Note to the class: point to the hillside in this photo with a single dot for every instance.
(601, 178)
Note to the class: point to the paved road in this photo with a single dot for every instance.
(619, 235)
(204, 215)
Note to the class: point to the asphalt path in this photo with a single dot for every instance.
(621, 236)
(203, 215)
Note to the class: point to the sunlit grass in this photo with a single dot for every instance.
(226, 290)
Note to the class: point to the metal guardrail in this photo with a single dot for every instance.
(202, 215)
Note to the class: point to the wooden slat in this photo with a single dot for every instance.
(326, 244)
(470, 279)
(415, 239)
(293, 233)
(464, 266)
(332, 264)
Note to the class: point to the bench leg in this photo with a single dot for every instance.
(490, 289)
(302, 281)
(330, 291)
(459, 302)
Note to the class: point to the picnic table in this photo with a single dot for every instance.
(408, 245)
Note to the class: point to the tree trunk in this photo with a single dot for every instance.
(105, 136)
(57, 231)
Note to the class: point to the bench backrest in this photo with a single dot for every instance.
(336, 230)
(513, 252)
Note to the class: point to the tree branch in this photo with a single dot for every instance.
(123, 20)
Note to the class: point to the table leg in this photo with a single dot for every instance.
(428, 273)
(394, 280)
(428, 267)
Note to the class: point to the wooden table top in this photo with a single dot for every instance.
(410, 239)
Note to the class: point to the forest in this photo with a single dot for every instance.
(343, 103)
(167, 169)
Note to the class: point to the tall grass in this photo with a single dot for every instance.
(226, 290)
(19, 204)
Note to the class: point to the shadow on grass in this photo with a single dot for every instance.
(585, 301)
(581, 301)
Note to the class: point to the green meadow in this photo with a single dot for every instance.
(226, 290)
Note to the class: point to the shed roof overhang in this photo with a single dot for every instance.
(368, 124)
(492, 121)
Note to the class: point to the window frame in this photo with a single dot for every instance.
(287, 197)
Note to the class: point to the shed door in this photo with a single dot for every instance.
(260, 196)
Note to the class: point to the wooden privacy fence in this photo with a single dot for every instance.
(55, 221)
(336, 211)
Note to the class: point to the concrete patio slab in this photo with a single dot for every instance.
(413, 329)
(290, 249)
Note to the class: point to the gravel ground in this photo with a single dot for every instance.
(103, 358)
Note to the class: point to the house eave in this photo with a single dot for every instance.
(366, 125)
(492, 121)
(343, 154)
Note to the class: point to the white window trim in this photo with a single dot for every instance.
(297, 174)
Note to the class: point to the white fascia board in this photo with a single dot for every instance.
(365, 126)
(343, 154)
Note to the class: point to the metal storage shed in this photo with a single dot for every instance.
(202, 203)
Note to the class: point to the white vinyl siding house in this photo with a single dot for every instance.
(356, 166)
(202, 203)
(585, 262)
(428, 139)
- - -
* [Task statement] Could you turn the material above into a Markdown table with two columns, Row for a running number and Line for the text of that line, and leave out any blank lines?

* [Answer to this problem]
| Row | Line |
|---|---|
| 1 | Note to the class: point to the hillside in this photo with a single dot for every instance. |
| 2 | (601, 178) |
| 3 | Note to the class: point to the paved road in this photo with a single dot for every instance. |
| 4 | (619, 235) |
| 5 | (204, 215) |
| 6 | Note to the class: point to the asphalt path in this photo with a single dot for every instance. |
| 7 | (621, 236) |
| 8 | (203, 215) |
| 9 | Note to the class: point to the sunlit grass in this photo with a single dot for every instance. |
| 10 | (226, 290) |
| 11 | Note to the class: point to the metal guardrail in this photo with a single dot for every instance. |
| 12 | (202, 215) |
| 13 | Note to the class: point to the wooden slat in this photo with a single dot for every instance. |
| 14 | (326, 244) |
| 15 | (470, 279) |
| 16 | (415, 239) |
| 17 | (293, 233) |
| 18 | (464, 266) |
| 19 | (332, 264) |
| 20 | Note to the class: point to the bench leg in this photo with a single dot for every instance. |
| 21 | (490, 289) |
| 22 | (302, 281) |
| 23 | (330, 291) |
| 24 | (459, 302) |
| 25 | Note to the class: point to the picnic table in this photo with a single dot for every instance. |
| 26 | (408, 245) |
| 27 | Note to the class: point to the tree trunk in this photo with a single dot for every instance. |
| 28 | (105, 136) |
| 29 | (57, 231) |
| 30 | Note to the class: point to the bench backrest in this photo with a single dot for every instance. |
| 31 | (336, 230) |
| 32 | (513, 252) |
| 33 | Note to the class: point to the tree branch in this photo with a single dot for every instance. |
| 34 | (123, 20) |
| 35 | Note to the class: point to the table leg in this photo with a single dot for every instance. |
| 36 | (428, 273) |
| 37 | (394, 280) |
| 38 | (428, 267) |
| 39 | Note to the class: point to the wooden table top in this photo with a single dot for every instance. |
| 40 | (410, 239) |
| 41 | Note to the class: point to the forest in this photo with a single dot for every instance. |
| 42 | (343, 103) |
| 43 | (167, 169) |
| 44 | Note to the class: point to the tall grass in this photo with a single dot for every instance. |
| 45 | (226, 290) |
| 46 | (19, 204) |
| 47 | Note to the class: point to the shadow on grass in this photo with a single dot for every instance. |
| 48 | (585, 301) |
| 49 | (581, 301) |
| 50 | Note to the class: point to the green meadow in this photo with a single dot for every instance. |
| 51 | (226, 290) |
| 52 | Note to the class: point to the shed roof overhang in this photo with a single dot for every instance. |
| 53 | (368, 124) |
| 54 | (492, 121) |
| 55 | Note to the class: point to the window frame in this photo with a single dot for every instance. |
| 56 | (287, 197) |
| 57 | Note to the class: point to the shed door in this photo with a single dot for every instance. |
| 58 | (260, 196) |
| 59 | Note to the class: point to the wooden privacy fence in this photo with a single dot for every instance. |
| 60 | (55, 221) |
| 61 | (336, 211) |
| 62 | Note to the class: point to the concrete patio slab in this photo with a single dot for every instance. |
| 63 | (413, 329) |
| 64 | (290, 249) |
| 65 | Note to the class: point to the gravel ground in this photo with a single dot for every instance. |
| 66 | (103, 358) |
| 67 | Note to the class: point to the house eave in this photo with a single dot for every instance. |
| 68 | (366, 125) |
| 69 | (492, 121) |
| 70 | (343, 154) |
| 71 | Note to the class: point to the white window trim in this photo with a single dot for every instance. |
| 72 | (297, 174) |
| 73 | Note to the class: point to the white fascia board in this photo with a single dot for every instance. |
| 74 | (365, 126) |
| 75 | (343, 154) |
| 76 | Note to the class: point to the metal storage shed in this photo with a single dot for every instance. |
| 77 | (202, 203) |
| 78 | Note to the class: point to the white vinyl siding house in this photo with a single dot for every instance. |
| 79 | (356, 166) |
| 80 | (202, 203) |
| 81 | (585, 262) |
| 82 | (428, 139) |